#### About this task:
Only the stretch of the listing below that runs from the line with "Target: forested hillside" through the line with "Target: dark green foliage" is to be printed, exactly and with both ends.

┄┄┄┄┄┄┄┄┄┄┄┄┄┄┄┄┄┄┄┄

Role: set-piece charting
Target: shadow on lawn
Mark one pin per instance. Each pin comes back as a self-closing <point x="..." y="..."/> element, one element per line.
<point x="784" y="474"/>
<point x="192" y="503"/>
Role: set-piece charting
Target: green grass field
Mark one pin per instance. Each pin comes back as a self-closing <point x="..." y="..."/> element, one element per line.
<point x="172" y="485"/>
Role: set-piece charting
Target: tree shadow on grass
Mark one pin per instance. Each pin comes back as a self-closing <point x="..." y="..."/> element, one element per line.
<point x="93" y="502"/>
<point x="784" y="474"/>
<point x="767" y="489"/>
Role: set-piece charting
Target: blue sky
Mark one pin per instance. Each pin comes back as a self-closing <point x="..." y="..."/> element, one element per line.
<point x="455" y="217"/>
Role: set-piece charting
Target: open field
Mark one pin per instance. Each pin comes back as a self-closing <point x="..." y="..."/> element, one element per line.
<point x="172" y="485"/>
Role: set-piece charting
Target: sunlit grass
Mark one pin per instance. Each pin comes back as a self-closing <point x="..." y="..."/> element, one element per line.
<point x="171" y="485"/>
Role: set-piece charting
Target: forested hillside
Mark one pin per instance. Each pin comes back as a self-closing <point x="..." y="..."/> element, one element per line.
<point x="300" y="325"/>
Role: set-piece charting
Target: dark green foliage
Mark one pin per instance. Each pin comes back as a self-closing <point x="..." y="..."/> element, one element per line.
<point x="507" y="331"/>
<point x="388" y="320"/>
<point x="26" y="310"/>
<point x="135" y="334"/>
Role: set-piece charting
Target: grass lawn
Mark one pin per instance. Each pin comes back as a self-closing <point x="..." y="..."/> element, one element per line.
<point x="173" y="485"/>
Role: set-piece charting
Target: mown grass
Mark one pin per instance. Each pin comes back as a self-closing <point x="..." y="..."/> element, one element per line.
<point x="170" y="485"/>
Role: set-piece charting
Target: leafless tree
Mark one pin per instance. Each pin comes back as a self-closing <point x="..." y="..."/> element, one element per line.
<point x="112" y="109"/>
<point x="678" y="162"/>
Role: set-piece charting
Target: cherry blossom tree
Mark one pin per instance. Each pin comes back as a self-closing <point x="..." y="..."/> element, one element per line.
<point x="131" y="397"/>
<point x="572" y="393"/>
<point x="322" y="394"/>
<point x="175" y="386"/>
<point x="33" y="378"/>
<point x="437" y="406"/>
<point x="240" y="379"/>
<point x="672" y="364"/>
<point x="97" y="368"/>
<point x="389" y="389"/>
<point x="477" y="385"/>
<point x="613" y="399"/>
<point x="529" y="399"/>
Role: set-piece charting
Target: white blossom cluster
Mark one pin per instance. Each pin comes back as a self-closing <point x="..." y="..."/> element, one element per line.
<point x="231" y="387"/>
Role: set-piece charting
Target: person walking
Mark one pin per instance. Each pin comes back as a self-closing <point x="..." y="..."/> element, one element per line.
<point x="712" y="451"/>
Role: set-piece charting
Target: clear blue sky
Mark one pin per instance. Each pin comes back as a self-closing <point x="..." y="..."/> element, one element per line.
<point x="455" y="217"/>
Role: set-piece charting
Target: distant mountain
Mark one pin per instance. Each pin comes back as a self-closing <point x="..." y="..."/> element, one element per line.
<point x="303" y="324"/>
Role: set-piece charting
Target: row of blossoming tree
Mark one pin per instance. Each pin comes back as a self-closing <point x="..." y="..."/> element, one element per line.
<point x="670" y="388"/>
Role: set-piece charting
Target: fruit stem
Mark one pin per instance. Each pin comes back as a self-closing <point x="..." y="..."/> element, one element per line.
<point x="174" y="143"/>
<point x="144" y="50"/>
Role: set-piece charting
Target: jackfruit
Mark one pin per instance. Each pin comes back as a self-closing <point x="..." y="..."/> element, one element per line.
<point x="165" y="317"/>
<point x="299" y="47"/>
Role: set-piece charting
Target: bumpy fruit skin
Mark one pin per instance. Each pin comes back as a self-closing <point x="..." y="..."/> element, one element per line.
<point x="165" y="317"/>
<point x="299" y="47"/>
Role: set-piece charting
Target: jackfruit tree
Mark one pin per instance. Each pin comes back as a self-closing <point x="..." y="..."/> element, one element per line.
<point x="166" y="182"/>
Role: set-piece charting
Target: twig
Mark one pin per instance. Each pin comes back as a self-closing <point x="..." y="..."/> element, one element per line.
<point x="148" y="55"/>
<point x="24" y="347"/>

┄┄┄┄┄┄┄┄┄┄┄┄┄┄┄┄┄┄┄┄

#### Expected output:
Target: forested hillside
Mark one pin per instance. Each pin comes back as a self-closing <point x="..." y="..."/> element, one element per line.
<point x="300" y="325"/>
Role: set-piece charting
Target: dark green foliage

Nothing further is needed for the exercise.